In a later session, we hear directly from two programmers. One stands bolt upright as he reads the PowerPoint slides. The belt on his regulation khaki chinos is just a little too high and tight. The other, with long blond hair, wears a short-sleeve check shirt, jeans and sneakers. I’m told he dressed up for the occasion. Normally he’d be in surf shirt and flip-flops.
One evening over an acceptable Sonoma Country cabernet sauvignon — yes, yes, on Microsoft’s tab, they were keen to make a good impression — I chat with a mid-ranking officer in this infosec army. He’s a neatly-bearded software engineer in his mid-30s. His job is writing policies for how the thousands of programmers organise their work to ensure it’s as secure as possible. His job title is “Senior Security Program Manager” — that’s different from “Lead Security Program Manager” or “Principal Security Program Manager” or, presumably, plain old “Security Program Manager”.
He explains how he used to be a senior security researcher for a small software company that was bought out by Hewlett-Packard. He left because he didn’t want to be past of a big corporation. So, um, why become one of Microsoft’s 93,000 employees?
“It’s good to know that what you do makes a difference, that policies I create will improve the work of fifty thousand people,” he said. “And having forty billion dollars in the bank is kinda nice.”
Stilgherrian travelled to Redmond, Washington, as a guest of Microsoft.

Your goal >>
Copy out the passage of the Microsoft visit account that opens with "He explains how" and closes with "Microsoft’s 93,000 employees?", swapping "Hewlett-Packard" for "IBM".

Material shown >>

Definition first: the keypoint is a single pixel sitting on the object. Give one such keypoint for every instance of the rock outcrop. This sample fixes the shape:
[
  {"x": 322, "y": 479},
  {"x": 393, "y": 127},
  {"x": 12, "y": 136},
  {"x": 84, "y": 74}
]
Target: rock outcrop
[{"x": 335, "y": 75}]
...
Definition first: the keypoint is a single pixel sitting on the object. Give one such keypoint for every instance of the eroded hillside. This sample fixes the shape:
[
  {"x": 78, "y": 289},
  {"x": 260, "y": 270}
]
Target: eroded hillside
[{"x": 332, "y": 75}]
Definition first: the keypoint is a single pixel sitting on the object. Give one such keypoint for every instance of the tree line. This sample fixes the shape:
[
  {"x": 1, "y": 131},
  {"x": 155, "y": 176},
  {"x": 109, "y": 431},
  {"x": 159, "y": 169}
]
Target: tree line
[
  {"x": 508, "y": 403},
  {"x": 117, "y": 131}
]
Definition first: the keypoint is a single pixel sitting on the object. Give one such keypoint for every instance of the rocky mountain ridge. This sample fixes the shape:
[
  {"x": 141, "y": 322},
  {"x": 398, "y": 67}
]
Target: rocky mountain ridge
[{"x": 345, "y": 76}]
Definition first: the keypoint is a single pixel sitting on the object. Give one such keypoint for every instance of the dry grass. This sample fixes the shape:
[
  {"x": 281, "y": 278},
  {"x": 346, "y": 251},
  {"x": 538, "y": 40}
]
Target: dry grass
...
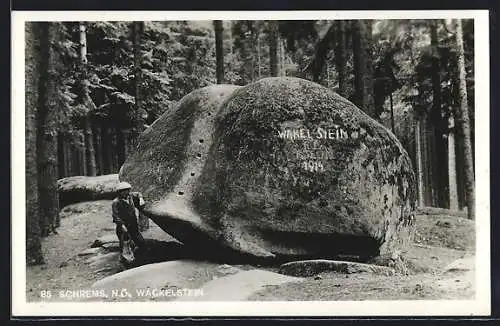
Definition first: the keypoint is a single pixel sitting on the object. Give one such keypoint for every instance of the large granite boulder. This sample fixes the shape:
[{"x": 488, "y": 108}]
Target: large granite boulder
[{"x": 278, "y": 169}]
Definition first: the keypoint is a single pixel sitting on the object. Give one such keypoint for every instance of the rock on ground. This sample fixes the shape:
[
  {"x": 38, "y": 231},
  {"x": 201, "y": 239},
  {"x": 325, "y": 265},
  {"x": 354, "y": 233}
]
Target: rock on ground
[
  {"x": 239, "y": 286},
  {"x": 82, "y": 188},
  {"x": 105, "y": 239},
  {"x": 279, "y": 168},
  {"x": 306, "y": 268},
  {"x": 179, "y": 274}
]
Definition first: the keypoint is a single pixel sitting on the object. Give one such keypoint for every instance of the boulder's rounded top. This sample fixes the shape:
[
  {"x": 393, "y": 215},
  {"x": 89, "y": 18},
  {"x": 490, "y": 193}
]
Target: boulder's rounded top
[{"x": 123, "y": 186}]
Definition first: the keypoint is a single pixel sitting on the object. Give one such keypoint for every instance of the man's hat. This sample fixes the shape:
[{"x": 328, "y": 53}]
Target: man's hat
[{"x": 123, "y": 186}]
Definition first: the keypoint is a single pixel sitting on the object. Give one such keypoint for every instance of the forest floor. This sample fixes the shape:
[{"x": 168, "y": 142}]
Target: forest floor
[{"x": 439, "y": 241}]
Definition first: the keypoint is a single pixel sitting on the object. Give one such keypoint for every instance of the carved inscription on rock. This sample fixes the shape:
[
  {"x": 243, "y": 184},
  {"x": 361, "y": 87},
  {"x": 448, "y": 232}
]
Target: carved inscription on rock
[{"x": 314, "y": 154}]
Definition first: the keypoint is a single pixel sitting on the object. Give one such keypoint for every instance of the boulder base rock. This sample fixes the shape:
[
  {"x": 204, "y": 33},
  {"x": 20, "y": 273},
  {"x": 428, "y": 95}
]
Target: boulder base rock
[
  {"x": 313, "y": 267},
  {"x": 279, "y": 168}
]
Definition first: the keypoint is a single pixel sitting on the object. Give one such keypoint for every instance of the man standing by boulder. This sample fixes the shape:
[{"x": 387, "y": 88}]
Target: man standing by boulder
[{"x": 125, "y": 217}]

Complete answer >>
He explains how he used to be a senior security researcher for a small software company that was bought out by IBM. He left because he didn’t want to be past of a big corporation. So, um, why become one of Microsoft’s 93,000 employees?